**Action item**
List every line in this data where the string "trekking" occurs.

**Excerpted data**
----------
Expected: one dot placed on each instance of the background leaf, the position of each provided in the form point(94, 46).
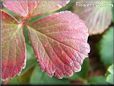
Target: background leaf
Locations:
point(97, 80)
point(110, 75)
point(106, 49)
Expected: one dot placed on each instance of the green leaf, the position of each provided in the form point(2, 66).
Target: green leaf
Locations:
point(110, 76)
point(97, 80)
point(106, 47)
point(39, 77)
point(84, 71)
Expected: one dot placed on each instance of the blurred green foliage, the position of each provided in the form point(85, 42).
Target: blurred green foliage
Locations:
point(110, 75)
point(106, 47)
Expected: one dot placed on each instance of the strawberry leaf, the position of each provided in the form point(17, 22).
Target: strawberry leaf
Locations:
point(29, 8)
point(21, 7)
point(13, 47)
point(97, 15)
point(47, 6)
point(60, 43)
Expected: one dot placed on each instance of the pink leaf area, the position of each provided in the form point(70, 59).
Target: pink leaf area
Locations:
point(27, 8)
point(13, 47)
point(21, 7)
point(60, 43)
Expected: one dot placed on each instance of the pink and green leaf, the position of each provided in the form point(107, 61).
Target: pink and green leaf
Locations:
point(29, 8)
point(21, 7)
point(13, 47)
point(60, 43)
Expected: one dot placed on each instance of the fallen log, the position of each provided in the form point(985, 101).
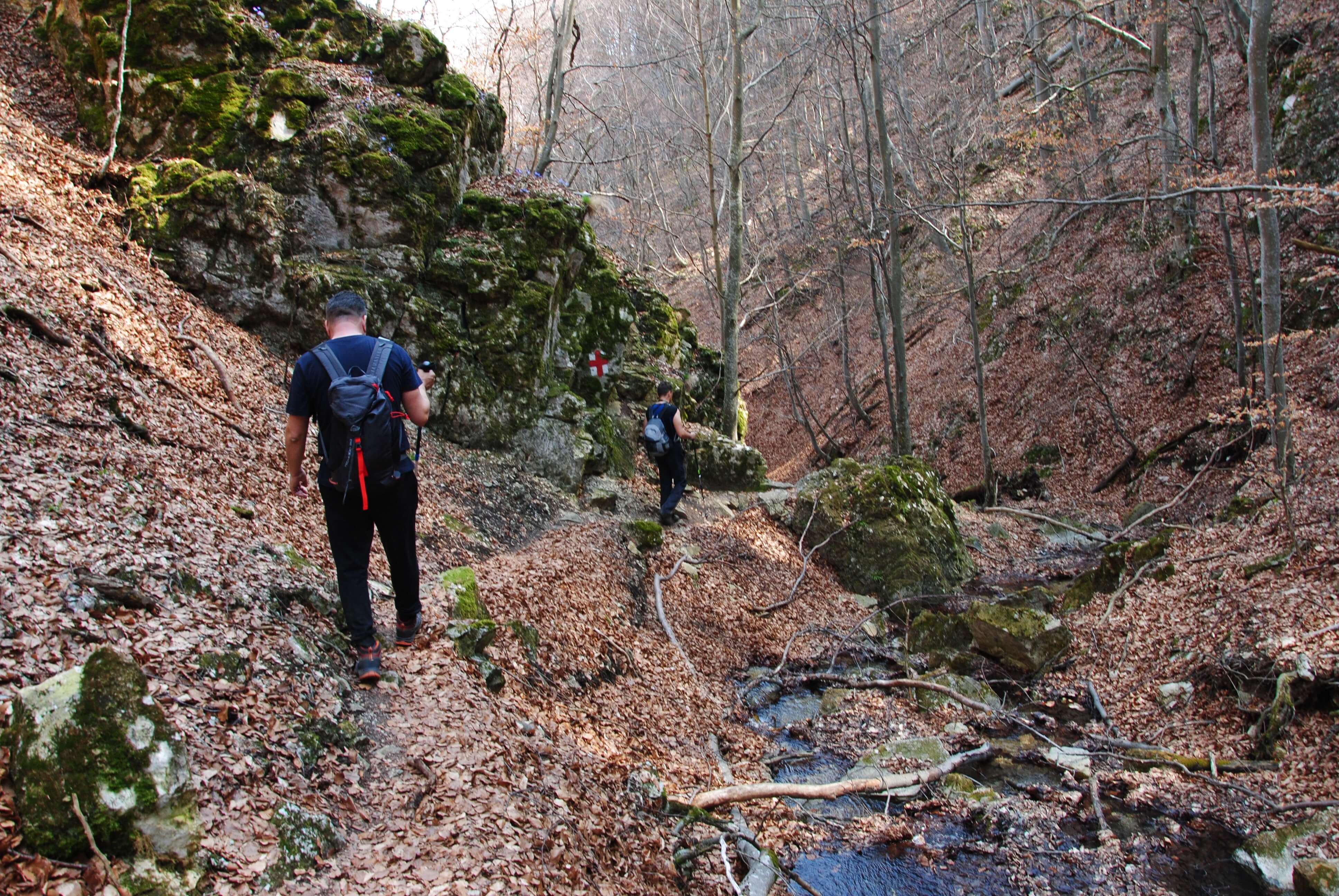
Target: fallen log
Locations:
point(887, 683)
point(770, 791)
point(118, 591)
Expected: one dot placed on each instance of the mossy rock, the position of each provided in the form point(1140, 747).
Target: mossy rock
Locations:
point(1270, 852)
point(1044, 455)
point(720, 463)
point(961, 785)
point(902, 533)
point(1317, 878)
point(228, 666)
point(647, 535)
point(412, 55)
point(319, 733)
point(1102, 580)
point(1019, 637)
point(304, 836)
point(462, 588)
point(969, 688)
point(1242, 505)
point(938, 635)
point(94, 732)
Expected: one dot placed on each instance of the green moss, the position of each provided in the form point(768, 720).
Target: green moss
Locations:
point(464, 590)
point(1276, 562)
point(1044, 455)
point(1151, 550)
point(647, 535)
point(1024, 638)
point(938, 634)
point(319, 733)
point(1242, 505)
point(228, 666)
point(422, 137)
point(969, 688)
point(286, 84)
point(304, 836)
point(94, 732)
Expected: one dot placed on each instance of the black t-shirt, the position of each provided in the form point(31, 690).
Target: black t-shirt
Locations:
point(666, 412)
point(308, 393)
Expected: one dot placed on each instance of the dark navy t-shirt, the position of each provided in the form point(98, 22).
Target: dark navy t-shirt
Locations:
point(308, 393)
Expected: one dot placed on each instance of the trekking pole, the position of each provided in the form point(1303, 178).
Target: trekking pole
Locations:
point(418, 444)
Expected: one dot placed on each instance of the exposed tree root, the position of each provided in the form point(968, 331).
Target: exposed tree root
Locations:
point(37, 325)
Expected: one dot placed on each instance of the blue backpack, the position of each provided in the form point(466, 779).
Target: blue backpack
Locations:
point(362, 422)
point(655, 436)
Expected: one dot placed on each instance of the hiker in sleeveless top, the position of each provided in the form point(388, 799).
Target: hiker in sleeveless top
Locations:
point(669, 455)
point(362, 390)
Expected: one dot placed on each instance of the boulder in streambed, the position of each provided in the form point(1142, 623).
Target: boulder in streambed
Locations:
point(1024, 638)
point(902, 535)
point(929, 750)
point(1317, 878)
point(94, 733)
point(715, 461)
point(1270, 852)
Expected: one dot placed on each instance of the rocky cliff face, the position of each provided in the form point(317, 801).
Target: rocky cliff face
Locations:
point(287, 150)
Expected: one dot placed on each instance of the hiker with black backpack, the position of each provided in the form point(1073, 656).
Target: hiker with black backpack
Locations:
point(362, 390)
point(663, 438)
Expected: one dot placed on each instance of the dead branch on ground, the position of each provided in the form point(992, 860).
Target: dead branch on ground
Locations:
point(665, 622)
point(745, 792)
point(218, 362)
point(422, 768)
point(1045, 519)
point(93, 844)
----------
**Response to this task**
Expected: one dot placed on each instance of the trekking pole, the position of each provided in the form point(1303, 178).
Target: trekking pole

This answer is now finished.